◆ Document excerpt:
★ ★ ★ ★ ★ ★ ★
Ms. Kort said education also has been a focus of the IOCC-USAID project.
“Students have to have an adequate, healthy environment where they can
learn,” she said. “It’s an urgent priority because the current
infrastructure is not adequate or appropriate for children. I’m sad when
a child sits behind a desk that is 60 years old.”
Since 2002, IOCC-Jerusalem and its local partners have constructed 20
classrooms, six kindergartens, two school multipurpose halls, one school
library and one school lab, and have repaired 33 classrooms and two
school playgrounds. The Taybeh project was the first such collaboration
between IOCC and the Patriarchate’s Department of Education.
Taybeh and Patriarchate officials consulted with IOCC on the most
pressing needs in the village and decided on an addition to the school.
In all the 24 villages where IOCC has worked, IOCC has involved local
leadership in the needs-assessment and decision-making process.
Among those in attendance at the May 6 ribbon-cutting ceremony was His
Beatitude Patriarch Irenaeos of Jerusalem, who led a short service of
blessing for the school and gave an award of appreciation to IOCC and
its local engineering partner.
★ ★ ★ ★ ★ ★ ★
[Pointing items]

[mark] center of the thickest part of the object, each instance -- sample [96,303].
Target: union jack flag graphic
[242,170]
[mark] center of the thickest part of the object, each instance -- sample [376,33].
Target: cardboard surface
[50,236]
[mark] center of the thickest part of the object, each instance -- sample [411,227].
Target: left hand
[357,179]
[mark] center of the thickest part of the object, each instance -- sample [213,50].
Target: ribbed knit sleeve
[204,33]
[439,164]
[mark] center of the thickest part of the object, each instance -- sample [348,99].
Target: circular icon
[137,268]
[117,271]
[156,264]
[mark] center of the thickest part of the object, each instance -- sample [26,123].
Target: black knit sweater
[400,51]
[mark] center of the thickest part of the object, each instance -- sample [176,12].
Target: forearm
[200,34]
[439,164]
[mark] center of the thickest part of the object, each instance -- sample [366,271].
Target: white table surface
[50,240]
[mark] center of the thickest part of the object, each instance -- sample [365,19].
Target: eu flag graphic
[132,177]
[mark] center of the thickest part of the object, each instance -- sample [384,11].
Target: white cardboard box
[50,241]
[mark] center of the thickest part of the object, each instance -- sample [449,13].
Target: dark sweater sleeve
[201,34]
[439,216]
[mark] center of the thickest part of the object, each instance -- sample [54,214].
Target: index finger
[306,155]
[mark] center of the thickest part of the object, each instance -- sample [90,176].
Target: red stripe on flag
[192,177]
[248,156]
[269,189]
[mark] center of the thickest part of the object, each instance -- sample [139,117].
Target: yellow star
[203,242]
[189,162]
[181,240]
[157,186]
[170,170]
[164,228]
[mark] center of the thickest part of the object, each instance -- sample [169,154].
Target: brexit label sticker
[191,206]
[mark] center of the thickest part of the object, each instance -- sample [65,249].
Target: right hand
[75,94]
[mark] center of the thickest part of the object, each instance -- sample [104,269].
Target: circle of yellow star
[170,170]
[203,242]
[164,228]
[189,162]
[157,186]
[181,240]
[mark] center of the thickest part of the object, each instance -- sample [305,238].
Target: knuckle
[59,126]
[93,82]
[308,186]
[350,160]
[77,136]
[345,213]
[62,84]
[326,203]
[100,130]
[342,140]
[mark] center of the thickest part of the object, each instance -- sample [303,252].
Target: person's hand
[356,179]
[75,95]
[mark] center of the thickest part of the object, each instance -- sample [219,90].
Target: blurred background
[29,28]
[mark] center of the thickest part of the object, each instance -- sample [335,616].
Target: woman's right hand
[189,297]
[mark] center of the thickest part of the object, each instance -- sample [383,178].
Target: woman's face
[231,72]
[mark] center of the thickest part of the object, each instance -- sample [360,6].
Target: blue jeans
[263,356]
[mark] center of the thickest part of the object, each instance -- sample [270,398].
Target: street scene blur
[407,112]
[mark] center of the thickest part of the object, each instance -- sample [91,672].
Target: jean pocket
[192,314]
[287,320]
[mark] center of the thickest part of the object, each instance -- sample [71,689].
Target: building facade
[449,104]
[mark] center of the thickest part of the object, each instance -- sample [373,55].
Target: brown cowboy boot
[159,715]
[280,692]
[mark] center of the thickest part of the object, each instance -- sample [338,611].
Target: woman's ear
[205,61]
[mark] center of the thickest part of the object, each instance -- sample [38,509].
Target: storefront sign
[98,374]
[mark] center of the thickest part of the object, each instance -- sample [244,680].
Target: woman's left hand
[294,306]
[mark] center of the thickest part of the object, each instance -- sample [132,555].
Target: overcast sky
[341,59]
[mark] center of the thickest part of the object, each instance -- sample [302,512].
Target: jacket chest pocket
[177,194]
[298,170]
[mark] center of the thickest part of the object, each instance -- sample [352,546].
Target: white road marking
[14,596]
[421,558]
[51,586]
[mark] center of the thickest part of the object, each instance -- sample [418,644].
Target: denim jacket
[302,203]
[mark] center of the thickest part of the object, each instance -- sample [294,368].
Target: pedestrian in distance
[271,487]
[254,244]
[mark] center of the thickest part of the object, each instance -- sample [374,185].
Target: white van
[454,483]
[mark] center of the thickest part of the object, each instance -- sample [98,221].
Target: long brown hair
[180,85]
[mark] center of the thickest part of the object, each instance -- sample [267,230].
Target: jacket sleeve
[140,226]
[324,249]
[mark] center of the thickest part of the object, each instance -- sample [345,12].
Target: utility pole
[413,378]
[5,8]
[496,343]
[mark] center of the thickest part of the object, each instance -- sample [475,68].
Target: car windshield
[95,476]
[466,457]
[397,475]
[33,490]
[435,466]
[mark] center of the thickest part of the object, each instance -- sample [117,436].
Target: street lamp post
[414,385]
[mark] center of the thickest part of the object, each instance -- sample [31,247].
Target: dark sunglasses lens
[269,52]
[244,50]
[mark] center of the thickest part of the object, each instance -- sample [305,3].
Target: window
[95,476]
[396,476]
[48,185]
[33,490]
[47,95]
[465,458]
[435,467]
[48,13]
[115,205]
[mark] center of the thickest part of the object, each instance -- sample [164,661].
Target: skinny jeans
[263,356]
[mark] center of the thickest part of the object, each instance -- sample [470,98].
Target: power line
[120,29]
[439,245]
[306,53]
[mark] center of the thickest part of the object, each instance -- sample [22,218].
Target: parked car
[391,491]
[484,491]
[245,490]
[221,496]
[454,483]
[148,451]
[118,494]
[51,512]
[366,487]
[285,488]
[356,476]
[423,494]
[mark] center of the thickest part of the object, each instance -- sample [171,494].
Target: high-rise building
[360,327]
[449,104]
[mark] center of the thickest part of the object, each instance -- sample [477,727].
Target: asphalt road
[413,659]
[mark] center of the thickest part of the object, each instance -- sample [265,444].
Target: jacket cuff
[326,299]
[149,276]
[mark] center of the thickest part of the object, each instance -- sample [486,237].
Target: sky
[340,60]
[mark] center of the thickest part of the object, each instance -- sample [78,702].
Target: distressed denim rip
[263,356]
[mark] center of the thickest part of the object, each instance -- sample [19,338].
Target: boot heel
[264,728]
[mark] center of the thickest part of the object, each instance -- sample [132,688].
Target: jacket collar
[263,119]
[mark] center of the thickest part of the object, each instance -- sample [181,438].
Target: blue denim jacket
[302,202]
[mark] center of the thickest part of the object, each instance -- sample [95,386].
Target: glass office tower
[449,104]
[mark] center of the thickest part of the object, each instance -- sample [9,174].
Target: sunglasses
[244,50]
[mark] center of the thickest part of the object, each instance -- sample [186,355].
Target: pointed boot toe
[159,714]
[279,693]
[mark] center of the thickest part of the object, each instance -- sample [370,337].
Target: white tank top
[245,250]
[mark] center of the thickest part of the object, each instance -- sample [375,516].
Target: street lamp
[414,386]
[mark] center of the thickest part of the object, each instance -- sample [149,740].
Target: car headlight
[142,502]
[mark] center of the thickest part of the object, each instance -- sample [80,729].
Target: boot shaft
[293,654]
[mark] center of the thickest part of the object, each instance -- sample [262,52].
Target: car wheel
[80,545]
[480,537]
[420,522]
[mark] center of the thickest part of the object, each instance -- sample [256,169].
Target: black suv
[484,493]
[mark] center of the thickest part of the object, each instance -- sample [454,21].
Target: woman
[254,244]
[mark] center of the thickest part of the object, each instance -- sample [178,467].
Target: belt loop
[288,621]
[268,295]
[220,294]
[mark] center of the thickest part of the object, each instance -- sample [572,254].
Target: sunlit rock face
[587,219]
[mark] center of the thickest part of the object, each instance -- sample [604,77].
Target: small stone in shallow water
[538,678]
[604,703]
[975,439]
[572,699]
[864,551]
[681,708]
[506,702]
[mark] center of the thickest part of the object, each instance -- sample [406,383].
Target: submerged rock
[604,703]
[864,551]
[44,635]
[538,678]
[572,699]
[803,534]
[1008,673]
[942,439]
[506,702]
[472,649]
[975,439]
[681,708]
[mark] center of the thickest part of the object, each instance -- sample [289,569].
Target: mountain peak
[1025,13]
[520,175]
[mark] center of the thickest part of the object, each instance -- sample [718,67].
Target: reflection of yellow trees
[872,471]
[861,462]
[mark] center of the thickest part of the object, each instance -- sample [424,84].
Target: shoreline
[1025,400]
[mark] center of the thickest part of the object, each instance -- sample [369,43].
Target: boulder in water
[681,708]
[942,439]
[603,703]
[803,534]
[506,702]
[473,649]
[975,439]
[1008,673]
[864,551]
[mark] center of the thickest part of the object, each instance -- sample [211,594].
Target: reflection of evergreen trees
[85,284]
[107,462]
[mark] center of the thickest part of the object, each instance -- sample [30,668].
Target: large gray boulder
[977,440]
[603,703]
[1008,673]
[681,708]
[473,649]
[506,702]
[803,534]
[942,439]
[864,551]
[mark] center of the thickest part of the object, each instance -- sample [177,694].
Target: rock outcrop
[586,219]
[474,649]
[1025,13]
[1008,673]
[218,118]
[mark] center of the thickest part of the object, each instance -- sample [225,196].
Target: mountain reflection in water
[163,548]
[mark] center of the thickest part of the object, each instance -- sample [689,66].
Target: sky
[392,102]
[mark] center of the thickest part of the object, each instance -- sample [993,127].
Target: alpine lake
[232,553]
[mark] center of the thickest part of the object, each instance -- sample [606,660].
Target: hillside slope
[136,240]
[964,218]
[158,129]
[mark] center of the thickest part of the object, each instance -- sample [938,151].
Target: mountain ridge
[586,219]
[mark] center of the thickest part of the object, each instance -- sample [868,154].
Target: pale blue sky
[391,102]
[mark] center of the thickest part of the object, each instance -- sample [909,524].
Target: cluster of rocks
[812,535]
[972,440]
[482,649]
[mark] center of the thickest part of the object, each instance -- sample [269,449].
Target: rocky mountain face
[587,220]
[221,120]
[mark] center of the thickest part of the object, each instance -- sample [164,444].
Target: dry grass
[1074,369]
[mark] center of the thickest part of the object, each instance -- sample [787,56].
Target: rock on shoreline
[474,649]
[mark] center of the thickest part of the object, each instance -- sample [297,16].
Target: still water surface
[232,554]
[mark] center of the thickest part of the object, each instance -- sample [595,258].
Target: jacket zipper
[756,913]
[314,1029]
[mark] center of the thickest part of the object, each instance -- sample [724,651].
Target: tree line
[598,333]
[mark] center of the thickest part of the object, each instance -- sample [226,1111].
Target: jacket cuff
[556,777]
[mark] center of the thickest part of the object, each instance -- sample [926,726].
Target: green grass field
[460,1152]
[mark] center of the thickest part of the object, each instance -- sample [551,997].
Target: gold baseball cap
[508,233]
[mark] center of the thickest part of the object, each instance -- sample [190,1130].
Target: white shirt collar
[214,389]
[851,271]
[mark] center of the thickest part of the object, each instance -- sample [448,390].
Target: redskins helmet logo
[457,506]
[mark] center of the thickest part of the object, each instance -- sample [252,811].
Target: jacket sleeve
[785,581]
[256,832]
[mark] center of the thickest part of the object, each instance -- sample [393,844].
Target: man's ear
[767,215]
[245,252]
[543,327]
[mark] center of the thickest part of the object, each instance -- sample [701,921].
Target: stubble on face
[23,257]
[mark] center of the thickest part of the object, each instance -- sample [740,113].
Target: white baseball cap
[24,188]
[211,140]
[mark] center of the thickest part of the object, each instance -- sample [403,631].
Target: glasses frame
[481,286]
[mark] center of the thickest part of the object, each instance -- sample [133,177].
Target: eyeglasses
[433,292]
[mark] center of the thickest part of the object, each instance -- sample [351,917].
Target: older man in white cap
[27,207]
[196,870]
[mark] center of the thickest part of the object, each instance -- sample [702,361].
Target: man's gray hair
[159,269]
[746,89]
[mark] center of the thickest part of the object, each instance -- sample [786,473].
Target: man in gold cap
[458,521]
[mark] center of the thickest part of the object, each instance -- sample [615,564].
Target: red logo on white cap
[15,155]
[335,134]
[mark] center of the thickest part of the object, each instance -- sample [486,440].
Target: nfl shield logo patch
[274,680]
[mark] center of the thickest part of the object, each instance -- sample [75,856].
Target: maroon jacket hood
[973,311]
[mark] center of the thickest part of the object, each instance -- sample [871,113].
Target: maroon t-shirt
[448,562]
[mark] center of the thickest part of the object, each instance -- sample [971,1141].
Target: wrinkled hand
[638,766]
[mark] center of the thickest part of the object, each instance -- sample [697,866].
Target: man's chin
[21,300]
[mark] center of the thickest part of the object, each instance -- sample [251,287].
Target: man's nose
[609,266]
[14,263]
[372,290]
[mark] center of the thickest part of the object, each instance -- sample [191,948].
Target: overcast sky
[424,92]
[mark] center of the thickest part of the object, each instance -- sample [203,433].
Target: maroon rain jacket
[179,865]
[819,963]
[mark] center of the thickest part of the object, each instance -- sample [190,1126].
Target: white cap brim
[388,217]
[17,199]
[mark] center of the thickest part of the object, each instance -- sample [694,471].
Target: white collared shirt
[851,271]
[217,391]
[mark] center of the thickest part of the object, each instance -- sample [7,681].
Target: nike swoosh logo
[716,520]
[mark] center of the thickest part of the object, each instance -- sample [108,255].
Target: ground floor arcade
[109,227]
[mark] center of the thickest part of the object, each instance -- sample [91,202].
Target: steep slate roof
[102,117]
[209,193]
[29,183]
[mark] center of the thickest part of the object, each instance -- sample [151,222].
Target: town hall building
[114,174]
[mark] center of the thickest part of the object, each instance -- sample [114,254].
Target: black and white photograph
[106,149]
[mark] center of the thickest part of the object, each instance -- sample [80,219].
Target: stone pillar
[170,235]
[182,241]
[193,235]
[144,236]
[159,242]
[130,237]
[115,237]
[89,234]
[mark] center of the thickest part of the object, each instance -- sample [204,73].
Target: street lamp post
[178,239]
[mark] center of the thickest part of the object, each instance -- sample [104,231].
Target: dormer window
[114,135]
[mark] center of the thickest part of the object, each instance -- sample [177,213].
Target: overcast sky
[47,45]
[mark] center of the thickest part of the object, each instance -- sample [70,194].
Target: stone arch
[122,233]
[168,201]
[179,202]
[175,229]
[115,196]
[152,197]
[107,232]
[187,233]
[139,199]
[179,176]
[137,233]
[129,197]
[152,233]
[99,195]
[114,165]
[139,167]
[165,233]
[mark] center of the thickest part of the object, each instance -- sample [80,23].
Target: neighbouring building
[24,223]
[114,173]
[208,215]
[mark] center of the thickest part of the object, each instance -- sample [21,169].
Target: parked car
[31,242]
★ ★ ★ ★ ★ ★ ★
◆ What to do:
(1) Can you extract the passage of the IOCC school construction excerpt between "Taybeh and Patriarchate" and "and decision-making process.", inclusive?
(2) What comes next in the IOCC school construction excerpt? Continue it from where it stops.

◆ Responses per task:
(1)
Taybeh and Patriarchate officials consulted with IOCC on the most
pressing needs in the village and decided on an addition to the school.
In all the 24 villages where IOCC has worked, IOCC has involved local
leadership in the needs-assessment and decision-making process.

(2)
Also in attendance were U.S. Consul General David Pearse; Margot Ellis
and Thomas Dailey of USAID/West Bank & Gaza; Greece Deputy Consul
General Sophie Stamateli; the Very Rev. Fr. Innokentios Exarchos,
superintendent of Patriarchate schools; Taybeh Mayor Fuad Taye; Orthodox
priests and bishops from the Patriarchate; and representatives from the
Pontifical Mission for Palestine.
In addition to improving the school, IOCC is training Taybeh women from
low-income families in bee-keeping skills that they can use to earn
critical income for their families. Across the West Bank, IOCC has
prepared women for leadership and employment through training in honey
production, traditional embroidery, home-based agriculture and public
health.
IOCC’s programs in the West Bank serve women, girls and other vulnerable
people suffering from unemployment, poverty, malnutrition, lack of
opportunity, and restriction of movement.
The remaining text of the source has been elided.